:: FRAGMENTO CITADO ::
No estaba en mis planes. O al menos no en los inmediatos. Pero ya que había llegado a Chile, me pareció una irresponsabilidad no empujar el viaje un poco más lejos. “Más lejos” aquí significa volar cinco horas sobre el Pacífico hasta una isla perdida, a 3.700 kilómetros del continente y con la siguiente tierra habitada a más de 2.000. Cuando el avión aterriza en Rapa Nui, uno siente que ha llegado al final del mapa, y que en cualquier momento va a aparecer el borde del mundo dibujado con un lápiz infantil.

El primer lujo es ese: decidir venir. No es cuestión de dinero, sino de voluntad. Con aceptar que no hay escapatoria rápida ni camino corto. La soledad de la isla, más que una condena, acaba siendo un privilegio. La isla, llamada Isla de Pascua durante siglos, se llama hoy oficialmente Rapa Nui. Territorialmente pertenece a Chile, pero geográficamente es Oceanía. Y cuando uno pasea por sus carreteras estrechas, entre volcanes apagados y campos verdes donde caballos pastan libres, entiende que en efecto está en otro continente. Quizá, en otro planeta.

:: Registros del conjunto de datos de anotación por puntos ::
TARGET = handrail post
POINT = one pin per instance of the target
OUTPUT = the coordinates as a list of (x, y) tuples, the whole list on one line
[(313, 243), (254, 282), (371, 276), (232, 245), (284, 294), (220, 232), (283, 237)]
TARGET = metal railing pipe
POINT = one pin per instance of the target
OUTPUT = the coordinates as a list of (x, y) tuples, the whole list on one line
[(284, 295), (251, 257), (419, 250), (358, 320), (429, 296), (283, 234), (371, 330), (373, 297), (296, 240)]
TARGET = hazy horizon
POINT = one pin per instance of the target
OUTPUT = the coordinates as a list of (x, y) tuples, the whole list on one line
...
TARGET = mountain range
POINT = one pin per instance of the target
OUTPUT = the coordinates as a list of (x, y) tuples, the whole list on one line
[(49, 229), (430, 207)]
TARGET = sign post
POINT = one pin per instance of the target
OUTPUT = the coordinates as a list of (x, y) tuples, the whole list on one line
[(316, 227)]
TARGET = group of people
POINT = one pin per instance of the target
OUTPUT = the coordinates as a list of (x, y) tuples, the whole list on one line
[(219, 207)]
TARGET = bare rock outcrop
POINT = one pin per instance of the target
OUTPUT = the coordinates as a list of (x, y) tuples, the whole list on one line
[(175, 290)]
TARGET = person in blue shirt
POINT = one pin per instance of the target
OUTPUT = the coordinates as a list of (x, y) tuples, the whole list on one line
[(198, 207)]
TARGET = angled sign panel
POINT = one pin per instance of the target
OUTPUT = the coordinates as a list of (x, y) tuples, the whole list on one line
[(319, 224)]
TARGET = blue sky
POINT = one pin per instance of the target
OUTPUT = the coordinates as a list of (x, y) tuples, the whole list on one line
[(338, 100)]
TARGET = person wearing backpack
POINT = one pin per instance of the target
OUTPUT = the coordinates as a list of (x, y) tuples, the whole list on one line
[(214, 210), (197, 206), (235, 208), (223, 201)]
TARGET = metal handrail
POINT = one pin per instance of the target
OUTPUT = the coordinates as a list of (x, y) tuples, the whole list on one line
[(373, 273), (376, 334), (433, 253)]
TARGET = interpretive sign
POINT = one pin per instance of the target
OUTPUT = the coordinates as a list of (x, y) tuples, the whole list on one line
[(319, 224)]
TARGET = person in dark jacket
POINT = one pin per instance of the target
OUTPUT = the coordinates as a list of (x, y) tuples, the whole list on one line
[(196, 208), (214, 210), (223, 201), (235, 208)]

:: EJERCICIOS ::
1. Reescribe como lista el párrafo del fragmento sobre Rapa Nui que empieza con "El primer lujo es ese" y conserva sus datos principales.
2. Dispón como lista JSON de cadenas, una por línea y sin líneas en blanco, el tramo de los registros que va desde la línea que contiene "TARGET = bare rock outcrop" hasta la que contiene "[(338, 100)]", ambas incluidas.

:: SOLUCIONES POR EJERCICIO ::
1.
- El primer lujo es decidir venir: no es cuestión de dinero, sino de voluntad y de aceptar que no hay escapatoria rápida ni camino corto.
- La soledad de la isla, más que una condena, acaba siendo un privilegio.
- Llamada Isla de Pascua durante siglos, hoy se llama oficialmente Rapa Nui.
- Territorialmente pertenece a Chile, pero geográficamente es Oceanía.
- Sus carreteras estrechas pasan entre volcanes apagados y campos verdes donde pastan caballos libres.
- Al recorrerlas, uno entiende que está en otro continente, quizá en otro planeta.

2.
[
  "TARGET = bare rock outcrop",
  "POINT = one pin per instance of the target",
  "OUTPUT = the coordinates as a list of (x, y) tuples, the whole list on one line",
  "[(175, 290)]",
  "TARGET = person in blue shirt",
  "POINT = one pin per instance of the target",
  "OUTPUT = the coordinates as a list of (x, y) tuples, the whole list on one line",
  "[(198, 207)]",
  "TARGET = angled sign panel",
  "POINT = one pin per instance of the target",
  "OUTPUT = the coordinates as a list of (x, y) tuples, the whole list on one line",
  "[(319, 224)]",
  "TARGET = blue sky",
  "POINT = one pin per instance of the target",
  "OUTPUT = the coordinates as a list of (x, y) tuples, the whole list on one line",
  "[(338, 100)]"
]